──────── Data shown
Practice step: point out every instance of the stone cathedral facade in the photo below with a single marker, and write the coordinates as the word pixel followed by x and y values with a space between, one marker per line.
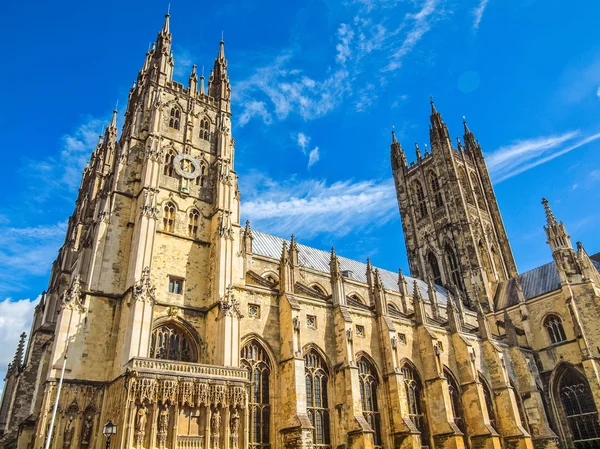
pixel 191 331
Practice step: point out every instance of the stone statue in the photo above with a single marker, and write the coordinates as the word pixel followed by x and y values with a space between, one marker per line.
pixel 69 432
pixel 86 433
pixel 234 426
pixel 140 425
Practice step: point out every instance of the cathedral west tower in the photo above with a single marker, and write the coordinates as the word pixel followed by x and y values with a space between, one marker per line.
pixel 452 225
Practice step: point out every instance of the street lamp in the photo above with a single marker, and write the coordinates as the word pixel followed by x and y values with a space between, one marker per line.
pixel 109 430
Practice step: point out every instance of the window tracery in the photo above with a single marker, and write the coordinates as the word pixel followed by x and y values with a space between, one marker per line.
pixel 414 397
pixel 193 220
pixel 368 396
pixel 436 189
pixel 317 407
pixel 255 359
pixel 170 342
pixel 169 217
pixel 556 331
pixel 419 194
pixel 175 117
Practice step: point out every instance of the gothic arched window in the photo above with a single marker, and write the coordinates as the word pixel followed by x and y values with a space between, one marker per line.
pixel 168 167
pixel 368 397
pixel 553 325
pixel 489 402
pixel 455 401
pixel 316 398
pixel 201 178
pixel 414 398
pixel 169 217
pixel 255 359
pixel 436 189
pixel 175 117
pixel 420 200
pixel 170 342
pixel 454 268
pixel 462 178
pixel 193 219
pixel 435 268
pixel 478 192
pixel 579 407
pixel 204 129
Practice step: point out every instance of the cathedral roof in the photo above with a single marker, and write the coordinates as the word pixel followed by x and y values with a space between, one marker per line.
pixel 270 246
pixel 536 282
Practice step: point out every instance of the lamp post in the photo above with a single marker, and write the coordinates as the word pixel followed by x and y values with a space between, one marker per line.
pixel 109 430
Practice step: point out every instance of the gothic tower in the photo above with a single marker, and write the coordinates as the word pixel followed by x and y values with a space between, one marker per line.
pixel 452 225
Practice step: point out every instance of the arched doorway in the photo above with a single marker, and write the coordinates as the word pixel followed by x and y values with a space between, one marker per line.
pixel 575 401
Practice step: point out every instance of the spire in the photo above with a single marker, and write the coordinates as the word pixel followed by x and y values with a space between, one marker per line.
pixel 419 306
pixel 418 151
pixel 218 83
pixel 550 219
pixel 438 130
pixel 397 154
pixel 558 239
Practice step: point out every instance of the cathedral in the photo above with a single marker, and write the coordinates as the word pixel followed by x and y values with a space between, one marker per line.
pixel 187 329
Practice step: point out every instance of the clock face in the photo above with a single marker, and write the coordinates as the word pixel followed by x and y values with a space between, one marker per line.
pixel 186 166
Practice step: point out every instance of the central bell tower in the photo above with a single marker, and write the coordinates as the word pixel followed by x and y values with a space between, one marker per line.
pixel 452 226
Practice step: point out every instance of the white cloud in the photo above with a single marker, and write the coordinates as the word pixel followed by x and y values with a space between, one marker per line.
pixel 303 141
pixel 421 24
pixel 311 207
pixel 313 157
pixel 15 318
pixel 523 155
pixel 478 13
pixel 345 35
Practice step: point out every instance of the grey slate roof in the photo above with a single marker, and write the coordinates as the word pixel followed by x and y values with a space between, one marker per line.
pixel 270 246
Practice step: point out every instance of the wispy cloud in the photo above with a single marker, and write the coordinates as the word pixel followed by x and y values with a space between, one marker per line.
pixel 26 252
pixel 374 42
pixel 313 157
pixel 478 13
pixel 61 173
pixel 15 318
pixel 523 155
pixel 311 207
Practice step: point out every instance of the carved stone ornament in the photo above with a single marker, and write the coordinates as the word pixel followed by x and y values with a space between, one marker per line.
pixel 186 166
pixel 143 290
pixel 229 305
pixel 72 298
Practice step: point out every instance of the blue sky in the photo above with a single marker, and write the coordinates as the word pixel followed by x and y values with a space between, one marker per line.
pixel 317 86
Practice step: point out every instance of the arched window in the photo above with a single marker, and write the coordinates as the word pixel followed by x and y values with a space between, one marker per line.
pixel 175 117
pixel 462 178
pixel 555 329
pixel 201 178
pixel 168 167
pixel 414 398
pixel 455 401
pixel 255 359
pixel 316 398
pixel 454 268
pixel 478 192
pixel 170 342
pixel 169 217
pixel 434 268
pixel 420 200
pixel 489 402
pixel 193 219
pixel 204 129
pixel 368 397
pixel 580 410
pixel 436 189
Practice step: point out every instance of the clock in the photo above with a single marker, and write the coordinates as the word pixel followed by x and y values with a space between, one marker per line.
pixel 186 166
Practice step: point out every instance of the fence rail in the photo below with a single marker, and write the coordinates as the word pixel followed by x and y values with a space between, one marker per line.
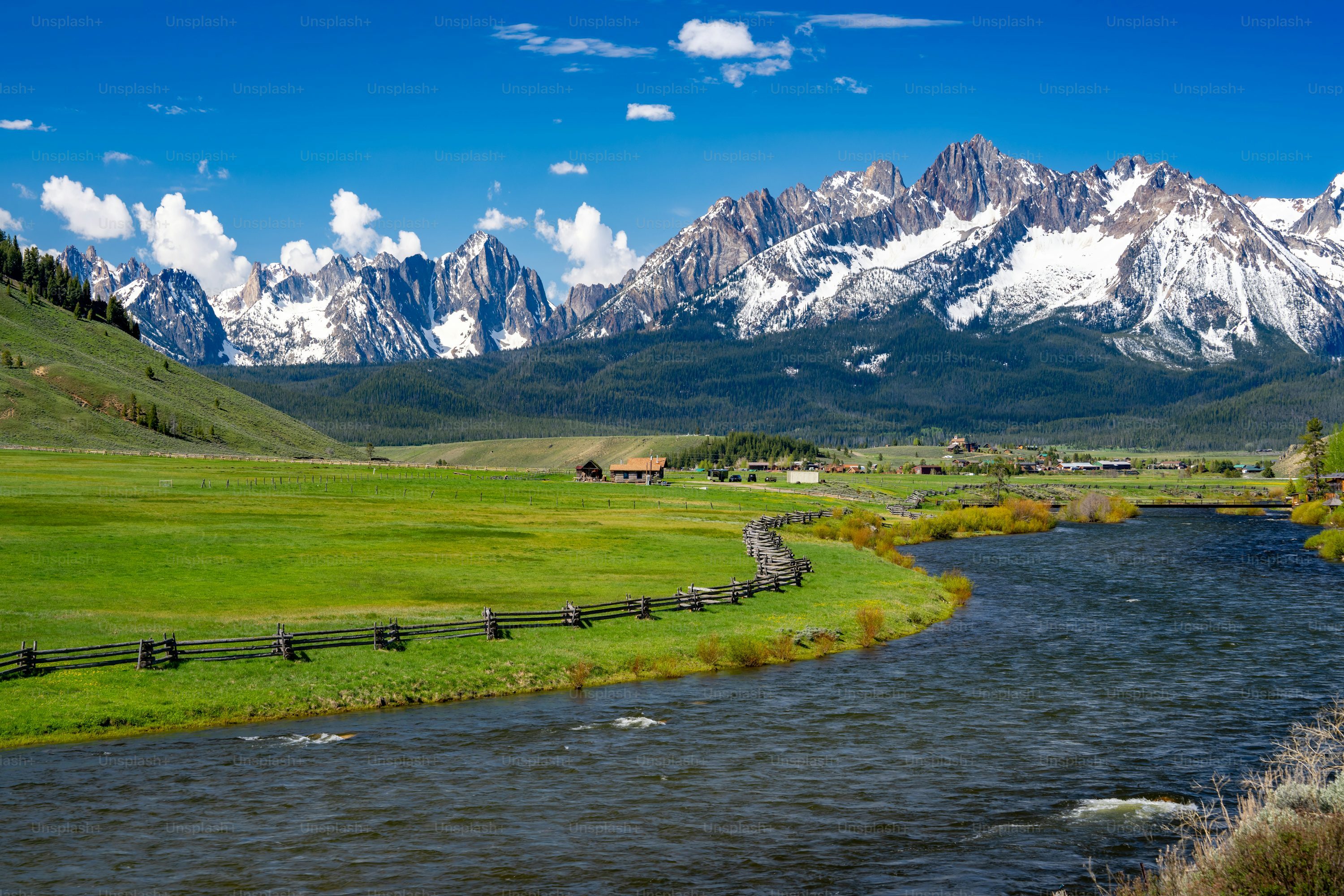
pixel 776 567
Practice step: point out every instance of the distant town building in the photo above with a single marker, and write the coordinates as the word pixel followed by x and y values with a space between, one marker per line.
pixel 639 469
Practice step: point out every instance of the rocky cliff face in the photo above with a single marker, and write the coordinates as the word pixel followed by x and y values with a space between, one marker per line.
pixel 1172 267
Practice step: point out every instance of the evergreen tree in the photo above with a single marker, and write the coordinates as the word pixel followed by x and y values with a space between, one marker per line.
pixel 1315 452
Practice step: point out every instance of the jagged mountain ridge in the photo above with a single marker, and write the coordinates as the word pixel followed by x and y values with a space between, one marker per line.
pixel 1170 265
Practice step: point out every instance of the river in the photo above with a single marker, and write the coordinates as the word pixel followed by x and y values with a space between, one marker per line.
pixel 1098 680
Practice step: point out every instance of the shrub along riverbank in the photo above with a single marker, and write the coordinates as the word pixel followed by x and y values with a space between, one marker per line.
────────────────
**Activity**
Copy every line of the data exactly as written, excluding the pictures.

**Exercise output**
Practice step: point out every instance of the stone cathedral facade in the photo below with a single marker, and write the coordinates as the word pixel followed by x and y values with a space between, one marker per line.
pixel 191 331
Practice step: point out every instance of the stone statue in the photo above with a single marker, and write the coordinates as the word pixel followed by x and y values with a space between, one marker per line.
pixel 69 432
pixel 86 433
pixel 234 426
pixel 140 425
Practice step: point out every instance of the cathedral west tower in the photo above with a single marker, and write the coordinates as the word pixel followed by x and y values with a space between, one marker per line.
pixel 452 225
Practice step: point out every instance of the street lamp in the photo above with a single marker, and write the coordinates as the word pixel followed by x and y values with a space between, one marker per line.
pixel 109 430
Practice step: point out every instance of the window tracery in the photo above with a single marker, and write the coordinates as the word pixel followed by x and y values with a space between, one marker per line.
pixel 414 397
pixel 193 220
pixel 368 396
pixel 436 189
pixel 317 407
pixel 255 359
pixel 170 342
pixel 169 217
pixel 556 331
pixel 419 194
pixel 175 117
Practice step: point out every instance of the gothic arched window in the photo above with a single marker, and write the coordinates as the word pixel followed by x and y values with a space between, one marker per line.
pixel 168 167
pixel 368 397
pixel 553 325
pixel 489 402
pixel 455 401
pixel 316 398
pixel 201 178
pixel 414 398
pixel 169 217
pixel 255 359
pixel 436 189
pixel 175 117
pixel 420 200
pixel 170 342
pixel 454 268
pixel 462 178
pixel 193 219
pixel 435 268
pixel 478 192
pixel 579 407
pixel 204 129
Practice step: point out every instance of the cathedral roof in the photo above with a single marker, and write the coordinates as the word pixel followed by x and y values with a space between, one marker per line.
pixel 270 246
pixel 536 282
Practice step: point out every instance of the lamp post in the photo above with a single marker, and write the coordinates as the word pixel followed by x and y values with a space between, one marker per line.
pixel 109 430
Practice step: point out every instance of the gothic tower in the photo above with a single marker, and write the coordinates as the word pixel followed by x and y values with a space between, one marker per line.
pixel 452 225
Practice step: point out every instance of the arched doorway in the photo above with a single marker, and write the coordinates as the word pixel followed by x and y values with a space between, one marker per line.
pixel 575 401
Practice step: point out every instance of the spire in the photo above with a single marker, and write the coordinates as the word pixel followed by x and y values with a space between, one marker per line.
pixel 419 306
pixel 418 151
pixel 218 83
pixel 550 219
pixel 438 130
pixel 397 154
pixel 558 239
Practice step: point out every instance of the cathedral in the photo above with a single marker, and write the coordinates as the word pixel followed by x and y values with a space between, one marker per line.
pixel 187 329
Practice step: point out every instance of the clock face in the photo above with a single marker, and write the coordinates as the word pixel followed by x and y values with a space between, one marker per line.
pixel 186 166
Practice step: point out every instance of the central bell tower in the photo above with a single marker, and write the coordinates as the word pixel followed by x and y values with a space between, one marker per line.
pixel 452 226
Practice step: point out every instance of the white cloud in the photo above with a single marker, and write the coordinates as the word pixel followed by x and y values with a space between, one marker per line.
pixel 303 141
pixel 421 24
pixel 311 207
pixel 313 157
pixel 15 318
pixel 523 155
pixel 478 13
pixel 345 35
Practice step: point out every instance of the grey slate roof in the photo above with a single marker, and write the coordinates as the word pixel followed by x and y values with a space between, one marker per line.
pixel 270 246
Practice step: point out every instance of the wispy cloud in the photo above with a single marker, and write the coordinates as the word pixel followed by x and y values with a space between, one marker per line.
pixel 26 252
pixel 374 42
pixel 313 157
pixel 478 13
pixel 61 173
pixel 15 318
pixel 523 155
pixel 311 207
Practice step: point out every instance of the carved stone ornament in the photo above with a single marker, and write the coordinates as the word pixel followed by x and y values with a space between, one marker per line.
pixel 186 166
pixel 143 290
pixel 229 305
pixel 72 298
Practice step: point out every instance of the blue sky in the photo above with a single marker, and write the coordinates as the word pixel followed by x and y values with a space between, one marker per line.
pixel 317 86
Practice step: point out every instance of the arched window in the photo above with a single marker, and write the coordinates as the word pixel followed by x and y values with a space between, one marker per line.
pixel 175 117
pixel 462 178
pixel 555 329
pixel 201 178
pixel 168 167
pixel 414 398
pixel 455 401
pixel 255 359
pixel 316 398
pixel 454 268
pixel 478 192
pixel 170 342
pixel 169 217
pixel 434 268
pixel 420 200
pixel 489 402
pixel 193 219
pixel 204 129
pixel 368 397
pixel 580 410
pixel 436 189
Practice step: point out every instance of the clock in the photo above with a single marker, and write the coordinates as the word pixel followed by x and y values with a space between, one marker per line.
pixel 186 166
Practice step: point out every instance of the fence rail in the photo below with a single marker, and write the coordinates as the word pixel followed by x and y values with a space between, one marker per line.
pixel 776 567
Practice step: point out every instance of the distant town building in the photo above with a single marker, and write the coordinates as the word pixel followed by x and y values with a space between, one marker per line.
pixel 639 469
Practice step: point out every instance of the rocky cliff face in the photo above with a single marker, and write the coordinates as the word pixel followed by x and y values with a space between, one marker per line.
pixel 1172 267
Practice step: point out every instance of the evergreen tree in the photo above with a single marker, and write the coordinates as the word pixel followed by x and y values with a space between, one marker per line.
pixel 1315 452
Practice step: point out every instance of the jagged mountain ridge in the photo above with a single marker, and write the coordinates as the word pixel followed by x and y values with a space between, one marker per line.
pixel 1170 265
Practice step: point out every instance of the river in the photo above with a single marker, and write the coordinates as the word pixel followed by x and y values with a space between, one marker per line.
pixel 1098 680
Practice step: point out every instance of the shrub along riverbank in the photo above with a single marker, and write the coordinates as the word pixel followed by x and y values with a space between, one marker per line.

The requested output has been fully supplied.